Stated task → In the stretch of the material from its start through the line containing "[100,72,190,185]", replace "test script" with "automation routine" and write those lines out again with nothing else changed.

* START Material *

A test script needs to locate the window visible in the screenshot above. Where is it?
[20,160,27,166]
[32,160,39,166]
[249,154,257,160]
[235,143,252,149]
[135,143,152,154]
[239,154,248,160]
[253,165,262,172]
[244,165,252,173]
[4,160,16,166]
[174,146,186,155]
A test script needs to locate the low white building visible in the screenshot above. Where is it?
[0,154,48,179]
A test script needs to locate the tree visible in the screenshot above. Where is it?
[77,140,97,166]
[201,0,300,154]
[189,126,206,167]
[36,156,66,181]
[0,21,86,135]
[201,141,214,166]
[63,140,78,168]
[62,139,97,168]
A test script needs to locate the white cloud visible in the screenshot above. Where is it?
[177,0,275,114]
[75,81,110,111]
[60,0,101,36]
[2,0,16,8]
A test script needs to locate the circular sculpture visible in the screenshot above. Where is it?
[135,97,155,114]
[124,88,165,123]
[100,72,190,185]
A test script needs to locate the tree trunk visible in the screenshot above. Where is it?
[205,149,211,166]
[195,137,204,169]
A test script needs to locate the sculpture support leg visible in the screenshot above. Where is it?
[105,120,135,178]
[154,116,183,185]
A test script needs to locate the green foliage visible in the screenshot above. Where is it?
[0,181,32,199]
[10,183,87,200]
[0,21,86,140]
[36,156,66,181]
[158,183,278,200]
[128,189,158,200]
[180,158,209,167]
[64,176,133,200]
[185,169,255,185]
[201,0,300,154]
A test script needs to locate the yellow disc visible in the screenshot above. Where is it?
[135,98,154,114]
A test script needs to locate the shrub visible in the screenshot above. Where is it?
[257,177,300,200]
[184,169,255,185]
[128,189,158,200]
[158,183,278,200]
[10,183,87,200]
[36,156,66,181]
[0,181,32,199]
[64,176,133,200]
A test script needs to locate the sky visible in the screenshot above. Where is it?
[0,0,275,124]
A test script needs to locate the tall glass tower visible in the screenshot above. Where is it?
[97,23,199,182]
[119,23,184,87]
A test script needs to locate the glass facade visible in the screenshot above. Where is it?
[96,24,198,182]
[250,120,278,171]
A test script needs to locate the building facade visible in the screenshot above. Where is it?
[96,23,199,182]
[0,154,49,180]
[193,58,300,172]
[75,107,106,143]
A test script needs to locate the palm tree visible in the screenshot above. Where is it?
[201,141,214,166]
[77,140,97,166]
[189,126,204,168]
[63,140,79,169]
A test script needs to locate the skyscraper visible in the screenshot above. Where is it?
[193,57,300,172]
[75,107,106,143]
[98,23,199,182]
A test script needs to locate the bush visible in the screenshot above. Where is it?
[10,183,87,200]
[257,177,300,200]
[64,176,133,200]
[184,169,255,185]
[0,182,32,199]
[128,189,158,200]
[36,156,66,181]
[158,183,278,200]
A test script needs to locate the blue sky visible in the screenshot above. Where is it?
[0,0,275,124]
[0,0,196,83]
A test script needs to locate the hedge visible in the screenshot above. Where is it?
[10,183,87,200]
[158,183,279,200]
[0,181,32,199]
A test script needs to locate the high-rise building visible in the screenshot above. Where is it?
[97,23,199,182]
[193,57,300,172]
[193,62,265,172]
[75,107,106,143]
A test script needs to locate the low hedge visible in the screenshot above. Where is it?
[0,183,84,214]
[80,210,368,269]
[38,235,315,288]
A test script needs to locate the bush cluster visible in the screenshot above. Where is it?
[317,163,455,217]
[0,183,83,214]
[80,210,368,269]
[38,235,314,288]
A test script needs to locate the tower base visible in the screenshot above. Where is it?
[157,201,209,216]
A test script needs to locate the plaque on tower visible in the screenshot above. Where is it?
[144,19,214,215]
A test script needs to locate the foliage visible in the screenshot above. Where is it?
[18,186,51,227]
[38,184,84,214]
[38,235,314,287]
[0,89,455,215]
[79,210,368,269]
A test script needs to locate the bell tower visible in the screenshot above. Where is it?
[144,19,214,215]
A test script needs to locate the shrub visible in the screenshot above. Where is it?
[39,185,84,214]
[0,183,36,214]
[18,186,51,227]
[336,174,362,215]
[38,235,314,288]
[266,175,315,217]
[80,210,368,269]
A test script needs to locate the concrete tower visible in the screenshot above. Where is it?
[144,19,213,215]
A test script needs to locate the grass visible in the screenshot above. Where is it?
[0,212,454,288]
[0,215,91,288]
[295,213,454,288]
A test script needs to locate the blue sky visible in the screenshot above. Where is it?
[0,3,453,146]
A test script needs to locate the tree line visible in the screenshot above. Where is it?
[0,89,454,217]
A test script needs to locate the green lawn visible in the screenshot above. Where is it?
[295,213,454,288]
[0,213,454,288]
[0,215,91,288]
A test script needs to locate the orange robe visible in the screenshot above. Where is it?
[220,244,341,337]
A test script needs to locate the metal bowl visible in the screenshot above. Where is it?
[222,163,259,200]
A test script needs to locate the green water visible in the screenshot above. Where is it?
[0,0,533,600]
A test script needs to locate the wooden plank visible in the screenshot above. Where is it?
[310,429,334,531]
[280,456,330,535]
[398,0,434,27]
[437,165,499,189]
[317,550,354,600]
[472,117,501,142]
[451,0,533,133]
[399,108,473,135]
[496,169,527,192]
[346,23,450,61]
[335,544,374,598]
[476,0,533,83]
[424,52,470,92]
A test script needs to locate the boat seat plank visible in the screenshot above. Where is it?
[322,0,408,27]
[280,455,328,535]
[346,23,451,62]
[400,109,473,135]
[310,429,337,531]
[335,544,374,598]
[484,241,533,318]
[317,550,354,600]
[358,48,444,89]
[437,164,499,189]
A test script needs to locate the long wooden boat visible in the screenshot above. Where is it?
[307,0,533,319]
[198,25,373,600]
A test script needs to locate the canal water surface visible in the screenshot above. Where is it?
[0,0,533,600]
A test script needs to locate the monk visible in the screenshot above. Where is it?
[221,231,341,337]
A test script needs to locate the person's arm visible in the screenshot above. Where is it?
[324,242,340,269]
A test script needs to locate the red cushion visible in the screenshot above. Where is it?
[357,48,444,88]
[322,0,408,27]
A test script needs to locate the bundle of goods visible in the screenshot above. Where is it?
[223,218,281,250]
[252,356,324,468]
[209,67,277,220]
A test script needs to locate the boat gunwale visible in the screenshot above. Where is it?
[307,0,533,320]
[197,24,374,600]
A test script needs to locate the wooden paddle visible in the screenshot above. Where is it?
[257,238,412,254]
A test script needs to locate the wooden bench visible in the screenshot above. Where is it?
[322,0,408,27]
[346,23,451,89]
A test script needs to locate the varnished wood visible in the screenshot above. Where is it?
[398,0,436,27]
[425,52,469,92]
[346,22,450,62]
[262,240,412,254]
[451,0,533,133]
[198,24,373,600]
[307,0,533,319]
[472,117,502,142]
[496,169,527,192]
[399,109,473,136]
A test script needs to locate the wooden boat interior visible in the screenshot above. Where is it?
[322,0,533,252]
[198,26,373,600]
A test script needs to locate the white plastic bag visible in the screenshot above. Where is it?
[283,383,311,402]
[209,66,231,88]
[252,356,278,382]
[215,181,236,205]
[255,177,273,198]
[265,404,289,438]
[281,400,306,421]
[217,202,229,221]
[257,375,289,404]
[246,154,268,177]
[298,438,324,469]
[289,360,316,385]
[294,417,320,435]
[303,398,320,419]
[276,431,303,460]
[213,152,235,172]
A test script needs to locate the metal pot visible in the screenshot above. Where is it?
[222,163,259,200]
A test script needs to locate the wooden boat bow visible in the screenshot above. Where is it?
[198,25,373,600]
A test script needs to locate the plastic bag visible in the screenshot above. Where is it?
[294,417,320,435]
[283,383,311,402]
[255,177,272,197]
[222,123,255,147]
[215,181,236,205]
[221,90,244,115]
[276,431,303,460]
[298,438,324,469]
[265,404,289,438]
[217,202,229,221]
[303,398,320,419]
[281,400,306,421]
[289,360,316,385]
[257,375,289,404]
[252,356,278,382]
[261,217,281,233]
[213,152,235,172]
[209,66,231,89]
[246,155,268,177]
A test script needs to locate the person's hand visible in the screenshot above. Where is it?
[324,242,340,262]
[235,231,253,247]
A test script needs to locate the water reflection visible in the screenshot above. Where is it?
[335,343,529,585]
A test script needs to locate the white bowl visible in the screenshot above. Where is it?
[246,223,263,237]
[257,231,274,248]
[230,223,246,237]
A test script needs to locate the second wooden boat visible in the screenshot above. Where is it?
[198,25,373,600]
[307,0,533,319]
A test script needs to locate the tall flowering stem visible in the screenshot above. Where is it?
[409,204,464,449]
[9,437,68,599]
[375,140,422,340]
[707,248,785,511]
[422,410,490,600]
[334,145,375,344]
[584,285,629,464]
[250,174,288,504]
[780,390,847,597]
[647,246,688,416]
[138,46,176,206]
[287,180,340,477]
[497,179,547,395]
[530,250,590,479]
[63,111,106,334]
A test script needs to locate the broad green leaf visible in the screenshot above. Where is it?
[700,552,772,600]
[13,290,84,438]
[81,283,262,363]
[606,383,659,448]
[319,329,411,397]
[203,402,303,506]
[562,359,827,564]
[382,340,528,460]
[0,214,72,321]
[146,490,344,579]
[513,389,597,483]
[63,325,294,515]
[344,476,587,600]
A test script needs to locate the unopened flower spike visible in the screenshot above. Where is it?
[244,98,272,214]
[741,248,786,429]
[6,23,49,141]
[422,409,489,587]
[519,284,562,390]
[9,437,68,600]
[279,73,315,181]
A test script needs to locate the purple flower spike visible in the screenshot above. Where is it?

* END Material *

Result of this exercise →
A automation routine needs to locate the window visible in the screenshot above. Where is it?
[20,160,27,166]
[32,160,39,166]
[249,154,257,160]
[235,143,252,149]
[135,143,152,154]
[239,154,248,160]
[253,165,262,172]
[244,165,252,173]
[4,160,16,166]
[174,146,186,155]
A automation routine needs to locate the low white building visible in the screenshot above. Where is it?
[0,154,48,179]
A automation routine needs to locate the tree visible in the screenshot above. Where is it?
[77,140,97,166]
[201,0,300,154]
[189,126,206,167]
[36,156,66,181]
[0,21,86,135]
[201,141,214,166]
[63,140,78,168]
[62,139,97,168]
A automation routine needs to locate the white cloud visible in the screenshot above. Where is it?
[177,0,275,114]
[75,81,110,111]
[60,0,101,36]
[2,0,16,8]
A automation routine needs to locate the circular sculpture visible in the screenshot above. Where is it?
[135,97,155,114]
[124,88,165,123]
[100,72,190,185]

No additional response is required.